Stored items:
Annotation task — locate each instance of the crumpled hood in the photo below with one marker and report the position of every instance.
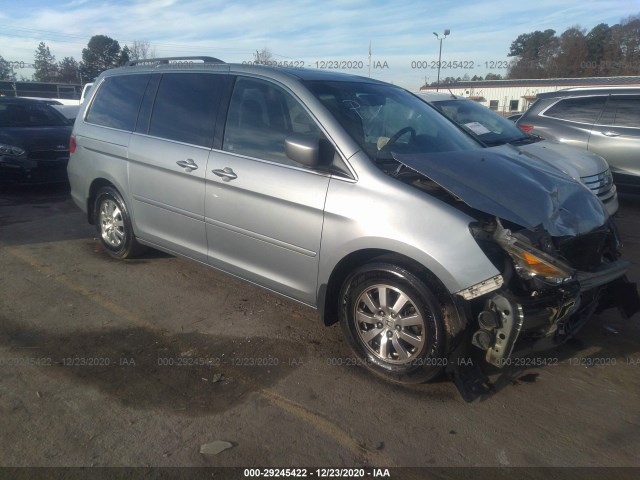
(511, 187)
(573, 160)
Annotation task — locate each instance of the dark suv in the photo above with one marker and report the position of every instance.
(605, 121)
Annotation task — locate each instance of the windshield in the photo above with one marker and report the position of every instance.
(384, 119)
(492, 128)
(21, 115)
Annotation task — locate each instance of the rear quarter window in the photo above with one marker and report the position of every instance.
(582, 110)
(622, 111)
(117, 102)
(186, 107)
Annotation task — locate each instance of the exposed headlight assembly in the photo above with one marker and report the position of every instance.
(531, 262)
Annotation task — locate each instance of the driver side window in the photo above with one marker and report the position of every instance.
(260, 117)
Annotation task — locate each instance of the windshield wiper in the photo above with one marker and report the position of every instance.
(525, 140)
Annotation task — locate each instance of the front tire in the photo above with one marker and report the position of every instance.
(114, 225)
(394, 323)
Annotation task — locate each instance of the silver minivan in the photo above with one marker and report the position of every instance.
(603, 120)
(493, 129)
(351, 196)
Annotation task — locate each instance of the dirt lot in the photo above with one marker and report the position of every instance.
(107, 363)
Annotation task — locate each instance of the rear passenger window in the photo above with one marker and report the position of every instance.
(583, 110)
(117, 102)
(186, 107)
(260, 117)
(622, 111)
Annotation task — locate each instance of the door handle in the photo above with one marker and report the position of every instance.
(189, 165)
(226, 174)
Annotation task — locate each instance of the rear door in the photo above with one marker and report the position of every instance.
(168, 157)
(616, 137)
(264, 212)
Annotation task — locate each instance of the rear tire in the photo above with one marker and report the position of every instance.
(394, 323)
(114, 225)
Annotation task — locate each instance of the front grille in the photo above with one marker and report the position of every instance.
(600, 184)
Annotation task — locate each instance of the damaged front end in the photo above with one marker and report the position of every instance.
(551, 286)
(550, 238)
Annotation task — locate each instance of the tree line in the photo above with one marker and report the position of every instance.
(601, 52)
(102, 52)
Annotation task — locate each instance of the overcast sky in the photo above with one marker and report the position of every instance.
(309, 31)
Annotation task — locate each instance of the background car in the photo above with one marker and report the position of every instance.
(34, 142)
(494, 129)
(605, 121)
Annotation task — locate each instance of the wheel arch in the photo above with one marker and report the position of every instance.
(328, 295)
(94, 188)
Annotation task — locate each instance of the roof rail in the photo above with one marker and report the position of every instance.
(166, 60)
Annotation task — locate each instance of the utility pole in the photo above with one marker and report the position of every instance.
(446, 33)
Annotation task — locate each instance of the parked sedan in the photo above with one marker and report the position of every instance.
(495, 130)
(34, 142)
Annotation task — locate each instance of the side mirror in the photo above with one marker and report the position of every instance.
(303, 149)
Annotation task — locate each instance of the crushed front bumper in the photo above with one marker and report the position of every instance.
(551, 318)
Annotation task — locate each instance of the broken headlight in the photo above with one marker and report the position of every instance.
(530, 262)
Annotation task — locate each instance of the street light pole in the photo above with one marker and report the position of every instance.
(446, 33)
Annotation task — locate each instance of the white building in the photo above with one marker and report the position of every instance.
(514, 96)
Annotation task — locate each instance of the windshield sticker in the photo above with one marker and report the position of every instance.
(477, 128)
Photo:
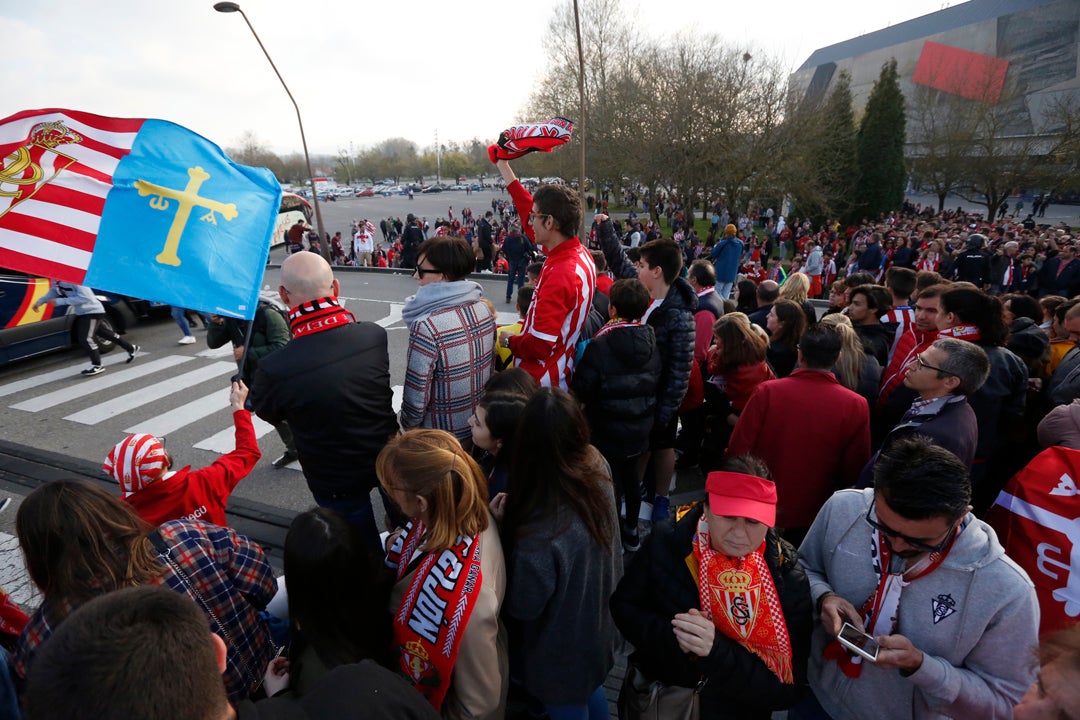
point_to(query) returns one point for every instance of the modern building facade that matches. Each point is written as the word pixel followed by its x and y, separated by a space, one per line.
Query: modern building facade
pixel 1022 52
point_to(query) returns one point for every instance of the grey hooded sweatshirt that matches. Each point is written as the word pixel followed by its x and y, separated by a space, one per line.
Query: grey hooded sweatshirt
pixel 975 617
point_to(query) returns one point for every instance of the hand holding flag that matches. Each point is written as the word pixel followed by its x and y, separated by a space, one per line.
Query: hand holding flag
pixel 142 207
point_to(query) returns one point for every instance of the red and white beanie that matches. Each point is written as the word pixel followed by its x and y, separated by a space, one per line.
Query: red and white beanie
pixel 135 462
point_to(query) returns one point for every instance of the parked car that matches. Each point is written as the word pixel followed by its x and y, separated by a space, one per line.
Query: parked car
pixel 25 333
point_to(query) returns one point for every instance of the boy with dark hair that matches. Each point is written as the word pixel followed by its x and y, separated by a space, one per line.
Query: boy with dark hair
pixel 865 306
pixel 671 316
pixel 617 381
pixel 503 357
pixel 146 652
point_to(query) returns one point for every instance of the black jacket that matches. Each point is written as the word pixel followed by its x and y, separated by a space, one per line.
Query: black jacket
pixel 999 403
pixel 361 691
pixel 972 266
pixel 412 239
pixel 877 340
pixel 485 239
pixel 334 390
pixel 782 358
pixel 1066 283
pixel 673 322
pixel 617 380
pixel 760 316
pixel 658 585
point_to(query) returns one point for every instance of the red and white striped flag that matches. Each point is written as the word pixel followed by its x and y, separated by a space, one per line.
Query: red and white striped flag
pixel 140 207
pixel 57 172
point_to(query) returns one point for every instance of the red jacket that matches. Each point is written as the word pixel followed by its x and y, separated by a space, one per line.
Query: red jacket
pixel 563 296
pixel 812 433
pixel 201 494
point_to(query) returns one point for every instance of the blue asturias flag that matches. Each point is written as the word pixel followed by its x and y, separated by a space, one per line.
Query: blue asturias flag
pixel 179 223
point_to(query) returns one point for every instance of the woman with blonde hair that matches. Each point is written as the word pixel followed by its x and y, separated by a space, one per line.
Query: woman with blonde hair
pixel 797 289
pixel 79 542
pixel 737 361
pixel 855 369
pixel 562 527
pixel 447 638
pixel 450 340
pixel 931 257
pixel 786 323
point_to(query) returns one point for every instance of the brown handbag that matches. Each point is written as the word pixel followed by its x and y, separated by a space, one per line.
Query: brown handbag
pixel 642 698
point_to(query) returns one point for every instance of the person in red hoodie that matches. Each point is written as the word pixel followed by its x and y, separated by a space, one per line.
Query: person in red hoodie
pixel 158 493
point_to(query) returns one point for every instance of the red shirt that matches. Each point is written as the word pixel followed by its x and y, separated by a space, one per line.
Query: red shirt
pixel 201 494
pixel 809 460
pixel 562 300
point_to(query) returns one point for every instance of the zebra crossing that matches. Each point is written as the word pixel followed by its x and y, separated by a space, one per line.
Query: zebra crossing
pixel 166 392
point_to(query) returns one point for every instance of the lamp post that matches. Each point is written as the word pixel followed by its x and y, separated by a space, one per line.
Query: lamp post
pixel 323 242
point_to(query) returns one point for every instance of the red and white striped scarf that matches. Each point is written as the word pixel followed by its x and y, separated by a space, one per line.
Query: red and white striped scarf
pixel 739 596
pixel 435 609
pixel 318 315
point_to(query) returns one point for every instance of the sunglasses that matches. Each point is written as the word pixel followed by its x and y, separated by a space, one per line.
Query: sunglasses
pixel 923 364
pixel 917 544
pixel 420 272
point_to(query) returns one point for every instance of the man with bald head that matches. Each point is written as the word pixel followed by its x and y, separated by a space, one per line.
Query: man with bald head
pixel 768 290
pixel 332 383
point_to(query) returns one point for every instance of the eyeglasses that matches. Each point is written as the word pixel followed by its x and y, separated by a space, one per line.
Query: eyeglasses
pixel 420 272
pixel 917 544
pixel 922 363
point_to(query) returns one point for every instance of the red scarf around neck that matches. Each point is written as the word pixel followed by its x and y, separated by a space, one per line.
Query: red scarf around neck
pixel 969 333
pixel 318 315
pixel 434 610
pixel 881 610
pixel 739 596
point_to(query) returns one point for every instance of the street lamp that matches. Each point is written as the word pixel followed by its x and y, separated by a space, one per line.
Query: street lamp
pixel 323 242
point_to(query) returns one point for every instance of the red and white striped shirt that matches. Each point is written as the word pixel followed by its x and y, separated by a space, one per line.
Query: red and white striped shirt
pixel 562 300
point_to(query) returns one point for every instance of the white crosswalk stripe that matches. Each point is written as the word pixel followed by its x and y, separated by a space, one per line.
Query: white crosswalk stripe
pixel 169 422
pixel 94 415
pixel 65 372
pixel 89 386
pixel 394 316
pixel 226 440
pixel 163 386
pixel 224 351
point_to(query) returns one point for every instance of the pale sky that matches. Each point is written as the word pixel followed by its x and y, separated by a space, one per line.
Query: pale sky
pixel 361 70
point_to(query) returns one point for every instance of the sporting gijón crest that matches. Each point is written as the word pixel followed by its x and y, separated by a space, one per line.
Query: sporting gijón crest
pixel 944 606
pixel 739 598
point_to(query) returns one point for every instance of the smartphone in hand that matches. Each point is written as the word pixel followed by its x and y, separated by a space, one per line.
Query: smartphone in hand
pixel 859 642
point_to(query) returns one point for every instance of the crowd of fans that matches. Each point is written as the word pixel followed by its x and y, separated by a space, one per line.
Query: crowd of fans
pixel 837 564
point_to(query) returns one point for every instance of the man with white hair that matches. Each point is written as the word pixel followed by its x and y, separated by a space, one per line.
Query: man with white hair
pixel 332 383
pixel 1004 268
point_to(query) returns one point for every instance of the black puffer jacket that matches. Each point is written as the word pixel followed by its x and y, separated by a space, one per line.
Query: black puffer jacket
pixel 617 380
pixel 673 322
pixel 334 390
pixel 877 341
pixel 658 585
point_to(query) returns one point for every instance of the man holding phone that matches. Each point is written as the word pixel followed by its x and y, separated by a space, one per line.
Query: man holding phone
pixel 908 565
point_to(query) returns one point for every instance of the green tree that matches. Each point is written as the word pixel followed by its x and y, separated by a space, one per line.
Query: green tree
pixel 837 161
pixel 880 147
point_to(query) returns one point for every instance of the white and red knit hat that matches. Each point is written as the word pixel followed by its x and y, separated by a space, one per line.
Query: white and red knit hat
pixel 135 462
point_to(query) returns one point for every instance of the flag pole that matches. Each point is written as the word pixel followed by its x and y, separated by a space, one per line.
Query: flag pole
pixel 581 111
pixel 247 343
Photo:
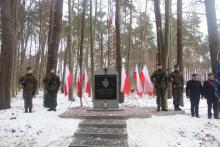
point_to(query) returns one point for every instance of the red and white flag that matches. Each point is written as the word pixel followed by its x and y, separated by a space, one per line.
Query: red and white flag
pixel 138 82
pixel 145 78
pixel 79 79
pixel 87 83
pixel 68 79
pixel 125 83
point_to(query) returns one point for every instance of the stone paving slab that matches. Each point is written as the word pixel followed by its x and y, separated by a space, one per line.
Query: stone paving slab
pixel 98 142
pixel 129 112
pixel 111 133
pixel 103 123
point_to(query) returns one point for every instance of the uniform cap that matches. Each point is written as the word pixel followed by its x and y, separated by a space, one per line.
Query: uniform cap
pixel 176 66
pixel 28 68
pixel 194 74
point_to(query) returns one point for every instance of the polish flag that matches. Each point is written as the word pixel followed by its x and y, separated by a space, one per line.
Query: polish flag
pixel 79 79
pixel 145 78
pixel 68 79
pixel 138 81
pixel 125 83
pixel 87 83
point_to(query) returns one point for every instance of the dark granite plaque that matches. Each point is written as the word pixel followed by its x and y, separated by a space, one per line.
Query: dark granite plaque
pixel 105 87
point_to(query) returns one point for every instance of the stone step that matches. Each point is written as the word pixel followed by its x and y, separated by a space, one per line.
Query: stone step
pixel 110 133
pixel 103 123
pixel 98 142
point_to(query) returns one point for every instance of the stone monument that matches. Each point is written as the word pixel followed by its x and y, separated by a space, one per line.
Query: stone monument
pixel 106 90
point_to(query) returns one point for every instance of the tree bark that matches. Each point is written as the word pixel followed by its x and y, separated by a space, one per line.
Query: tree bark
pixel 54 44
pixel 6 55
pixel 118 46
pixel 179 35
pixel 69 45
pixel 160 45
pixel 213 34
pixel 81 44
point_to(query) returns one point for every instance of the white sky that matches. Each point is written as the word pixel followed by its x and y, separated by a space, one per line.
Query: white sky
pixel 188 6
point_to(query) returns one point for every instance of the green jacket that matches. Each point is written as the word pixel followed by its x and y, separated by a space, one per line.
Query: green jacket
pixel 29 82
pixel 176 78
pixel 159 78
pixel 51 82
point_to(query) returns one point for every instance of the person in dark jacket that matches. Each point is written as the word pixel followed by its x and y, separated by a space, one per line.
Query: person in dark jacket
pixel 160 80
pixel 209 94
pixel 176 78
pixel 52 84
pixel 29 83
pixel 194 91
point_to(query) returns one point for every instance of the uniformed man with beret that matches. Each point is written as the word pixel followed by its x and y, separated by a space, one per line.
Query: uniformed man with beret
pixel 29 83
pixel 176 78
pixel 193 92
pixel 160 80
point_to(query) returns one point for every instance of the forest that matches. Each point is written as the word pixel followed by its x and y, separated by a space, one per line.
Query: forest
pixel 95 34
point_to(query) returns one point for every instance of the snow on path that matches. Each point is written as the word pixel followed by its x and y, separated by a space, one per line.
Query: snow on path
pixel 174 130
pixel 40 128
pixel 45 129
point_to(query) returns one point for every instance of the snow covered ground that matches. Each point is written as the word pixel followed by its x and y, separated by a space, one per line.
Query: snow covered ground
pixel 45 129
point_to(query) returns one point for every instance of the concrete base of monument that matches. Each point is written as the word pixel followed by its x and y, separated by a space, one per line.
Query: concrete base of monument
pixel 128 112
pixel 105 109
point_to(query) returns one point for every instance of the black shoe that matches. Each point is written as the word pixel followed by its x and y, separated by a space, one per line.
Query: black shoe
pixel 158 109
pixel 164 109
pixel 50 109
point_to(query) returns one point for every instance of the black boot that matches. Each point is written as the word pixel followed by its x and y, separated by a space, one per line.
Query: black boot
pixel 158 109
pixel 164 109
pixel 50 109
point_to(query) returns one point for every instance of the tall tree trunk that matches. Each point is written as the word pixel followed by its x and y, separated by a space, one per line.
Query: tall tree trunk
pixel 179 41
pixel 54 44
pixel 118 46
pixel 159 31
pixel 92 38
pixel 179 35
pixel 6 55
pixel 129 39
pixel 14 12
pixel 213 34
pixel 69 45
pixel 167 32
pixel 81 45
pixel 143 37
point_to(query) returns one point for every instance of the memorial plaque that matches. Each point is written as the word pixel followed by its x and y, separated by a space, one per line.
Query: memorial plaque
pixel 106 90
pixel 106 87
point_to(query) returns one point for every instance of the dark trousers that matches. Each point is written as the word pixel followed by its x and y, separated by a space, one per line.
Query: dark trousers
pixel 194 101
pixel 177 94
pixel 212 103
pixel 161 99
pixel 28 96
pixel 52 98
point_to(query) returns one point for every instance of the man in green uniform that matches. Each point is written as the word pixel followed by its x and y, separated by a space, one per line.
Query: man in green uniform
pixel 176 78
pixel 29 83
pixel 159 78
pixel 52 84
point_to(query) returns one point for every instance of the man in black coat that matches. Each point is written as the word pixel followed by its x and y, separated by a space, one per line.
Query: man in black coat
pixel 209 94
pixel 193 91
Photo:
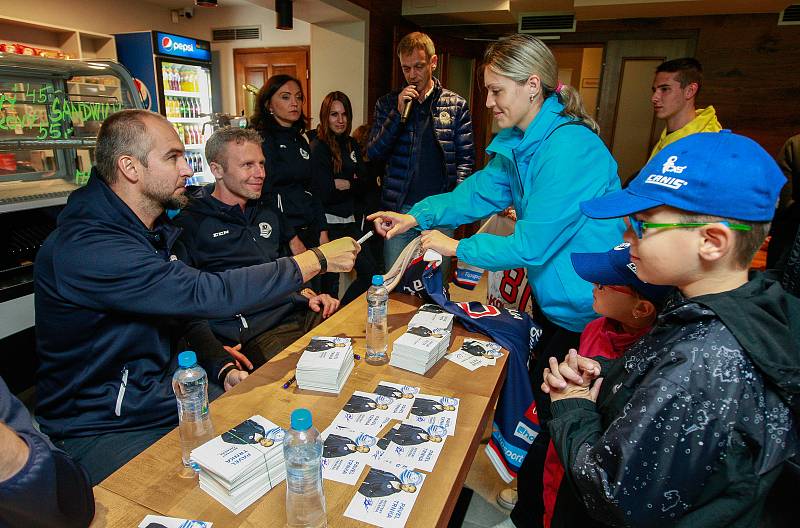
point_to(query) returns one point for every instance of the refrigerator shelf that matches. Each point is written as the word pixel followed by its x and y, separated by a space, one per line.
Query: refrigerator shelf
pixel 176 93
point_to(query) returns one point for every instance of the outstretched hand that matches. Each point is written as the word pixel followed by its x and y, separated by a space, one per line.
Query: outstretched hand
pixel 389 224
pixel 572 378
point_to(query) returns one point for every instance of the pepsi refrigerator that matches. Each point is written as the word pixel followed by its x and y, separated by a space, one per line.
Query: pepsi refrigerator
pixel 173 76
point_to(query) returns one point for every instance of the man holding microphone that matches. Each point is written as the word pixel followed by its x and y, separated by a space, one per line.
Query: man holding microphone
pixel 423 133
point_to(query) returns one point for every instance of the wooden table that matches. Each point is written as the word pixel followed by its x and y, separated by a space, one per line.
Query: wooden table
pixel 152 481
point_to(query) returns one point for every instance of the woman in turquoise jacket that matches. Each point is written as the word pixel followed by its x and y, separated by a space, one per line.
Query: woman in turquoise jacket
pixel 545 161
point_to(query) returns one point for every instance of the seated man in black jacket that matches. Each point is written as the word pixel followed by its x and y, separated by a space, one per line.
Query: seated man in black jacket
pixel 230 225
pixel 112 286
pixel 39 485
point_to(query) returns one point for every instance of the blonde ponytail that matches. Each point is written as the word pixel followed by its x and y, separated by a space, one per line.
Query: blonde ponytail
pixel 520 56
pixel 573 106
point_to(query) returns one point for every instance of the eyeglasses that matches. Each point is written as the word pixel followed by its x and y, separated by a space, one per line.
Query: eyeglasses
pixel 639 226
pixel 620 289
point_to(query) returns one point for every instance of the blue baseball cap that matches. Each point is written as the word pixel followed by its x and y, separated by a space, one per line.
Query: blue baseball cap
pixel 615 268
pixel 710 173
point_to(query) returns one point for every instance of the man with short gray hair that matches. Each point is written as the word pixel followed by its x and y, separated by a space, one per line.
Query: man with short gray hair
pixel 114 291
pixel 230 224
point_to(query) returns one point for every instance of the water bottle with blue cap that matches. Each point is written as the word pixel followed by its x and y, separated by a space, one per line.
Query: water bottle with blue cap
pixel 302 449
pixel 377 322
pixel 190 384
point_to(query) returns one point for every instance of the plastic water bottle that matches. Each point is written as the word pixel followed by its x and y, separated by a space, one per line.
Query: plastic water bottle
pixel 302 449
pixel 190 384
pixel 377 328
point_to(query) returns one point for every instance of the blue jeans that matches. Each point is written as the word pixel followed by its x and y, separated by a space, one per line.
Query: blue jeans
pixel 395 245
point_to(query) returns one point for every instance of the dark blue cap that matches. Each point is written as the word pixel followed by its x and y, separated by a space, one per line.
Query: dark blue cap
pixel 710 173
pixel 301 419
pixel 187 359
pixel 615 268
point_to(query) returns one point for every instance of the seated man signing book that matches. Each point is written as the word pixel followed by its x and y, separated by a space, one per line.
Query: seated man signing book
pixel 230 225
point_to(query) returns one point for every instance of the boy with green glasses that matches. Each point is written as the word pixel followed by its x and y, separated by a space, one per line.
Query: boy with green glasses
pixel 692 426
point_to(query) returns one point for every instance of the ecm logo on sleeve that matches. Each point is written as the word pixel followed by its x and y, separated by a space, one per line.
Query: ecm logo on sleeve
pixel 671 182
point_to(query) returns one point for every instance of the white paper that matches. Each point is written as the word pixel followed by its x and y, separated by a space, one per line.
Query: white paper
pixel 413 444
pixel 172 522
pixel 403 396
pixel 365 412
pixel 465 360
pixel 435 410
pixel 256 441
pixel 386 496
pixel 346 453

### Exercise description:
Please copy the lines above from the line with "of the plastic" up to and including the line with "signing book that", exactly as written and with nothing else.

### Output for this task:
point_to(query) returns one point for every instance of the plastic water bottle that matches. Each point is written as the word pixel followed by its x and y, separated by a space, one per line.
Query: plastic water bottle
pixel 302 449
pixel 190 384
pixel 377 328
point_to(query) returns one point for every instance of the blue jeans that matches. Each point is written as the word pixel followed by its x and y, separated by a space, one per line.
Query: blue jeans
pixel 395 245
point_to(query) returns one point for every instance of the dark blue cap that matches. Each point is written as the word pixel followed by its x and y, separated by a space, one per line.
Query: dark blue cap
pixel 710 173
pixel 301 419
pixel 187 359
pixel 615 268
point_to(query) returns one point for every instance of the seated man signing book that matches. Each point is written as the word pixel followed by its x and y, separated by a space, one per line.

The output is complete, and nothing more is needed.